* _Material shown_:

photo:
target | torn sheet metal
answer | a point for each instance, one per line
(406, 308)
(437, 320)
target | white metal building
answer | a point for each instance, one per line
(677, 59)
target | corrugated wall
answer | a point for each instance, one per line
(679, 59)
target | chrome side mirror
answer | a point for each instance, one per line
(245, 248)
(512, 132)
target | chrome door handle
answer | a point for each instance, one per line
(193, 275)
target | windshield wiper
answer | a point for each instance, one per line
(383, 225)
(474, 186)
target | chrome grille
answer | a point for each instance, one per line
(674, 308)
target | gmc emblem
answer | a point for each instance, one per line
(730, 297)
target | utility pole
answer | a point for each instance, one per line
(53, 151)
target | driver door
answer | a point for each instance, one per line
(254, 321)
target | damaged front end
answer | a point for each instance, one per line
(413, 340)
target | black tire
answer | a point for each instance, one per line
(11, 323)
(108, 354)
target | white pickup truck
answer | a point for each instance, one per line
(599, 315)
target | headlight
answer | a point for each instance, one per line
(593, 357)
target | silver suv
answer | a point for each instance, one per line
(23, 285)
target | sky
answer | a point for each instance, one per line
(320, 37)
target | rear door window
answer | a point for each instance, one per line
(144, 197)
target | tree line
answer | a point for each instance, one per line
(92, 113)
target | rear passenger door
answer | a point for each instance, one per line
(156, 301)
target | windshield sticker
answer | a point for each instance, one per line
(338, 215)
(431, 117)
...
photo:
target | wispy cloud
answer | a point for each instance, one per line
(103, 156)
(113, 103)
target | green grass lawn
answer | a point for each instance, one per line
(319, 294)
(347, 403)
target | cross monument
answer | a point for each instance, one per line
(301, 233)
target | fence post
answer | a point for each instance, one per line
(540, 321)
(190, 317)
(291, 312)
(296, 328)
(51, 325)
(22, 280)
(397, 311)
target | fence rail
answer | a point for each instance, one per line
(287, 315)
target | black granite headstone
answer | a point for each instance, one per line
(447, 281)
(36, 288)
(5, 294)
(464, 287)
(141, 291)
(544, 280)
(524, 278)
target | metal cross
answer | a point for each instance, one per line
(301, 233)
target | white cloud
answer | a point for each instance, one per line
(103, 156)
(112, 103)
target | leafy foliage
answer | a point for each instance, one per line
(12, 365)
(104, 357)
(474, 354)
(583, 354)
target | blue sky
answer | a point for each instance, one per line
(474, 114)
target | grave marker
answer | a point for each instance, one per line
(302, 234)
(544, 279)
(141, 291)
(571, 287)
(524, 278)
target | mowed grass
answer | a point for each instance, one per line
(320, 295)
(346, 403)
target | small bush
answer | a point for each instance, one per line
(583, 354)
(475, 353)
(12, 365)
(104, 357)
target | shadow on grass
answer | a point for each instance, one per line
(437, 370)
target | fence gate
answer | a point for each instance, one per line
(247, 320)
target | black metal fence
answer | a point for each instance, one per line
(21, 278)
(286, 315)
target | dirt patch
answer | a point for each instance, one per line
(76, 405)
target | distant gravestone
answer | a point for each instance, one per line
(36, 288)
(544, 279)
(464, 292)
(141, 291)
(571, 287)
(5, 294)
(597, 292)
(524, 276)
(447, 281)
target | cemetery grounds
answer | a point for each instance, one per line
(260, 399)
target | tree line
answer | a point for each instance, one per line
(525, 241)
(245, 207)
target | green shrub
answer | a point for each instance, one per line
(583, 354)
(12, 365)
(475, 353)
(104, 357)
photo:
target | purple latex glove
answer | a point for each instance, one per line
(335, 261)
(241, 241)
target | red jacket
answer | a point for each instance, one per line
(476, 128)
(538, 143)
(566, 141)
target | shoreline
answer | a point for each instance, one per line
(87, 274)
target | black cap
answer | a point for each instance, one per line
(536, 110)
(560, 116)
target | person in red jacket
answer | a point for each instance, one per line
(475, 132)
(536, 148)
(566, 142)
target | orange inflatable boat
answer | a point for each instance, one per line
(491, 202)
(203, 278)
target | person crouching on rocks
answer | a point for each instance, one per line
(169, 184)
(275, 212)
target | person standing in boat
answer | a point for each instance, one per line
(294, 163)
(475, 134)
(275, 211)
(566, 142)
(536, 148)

* _What you will do_:
Filter on the word "windshield": copy each matching line from the entries above.

* _Expected output_:
target | windshield wiper
target | windshield sticker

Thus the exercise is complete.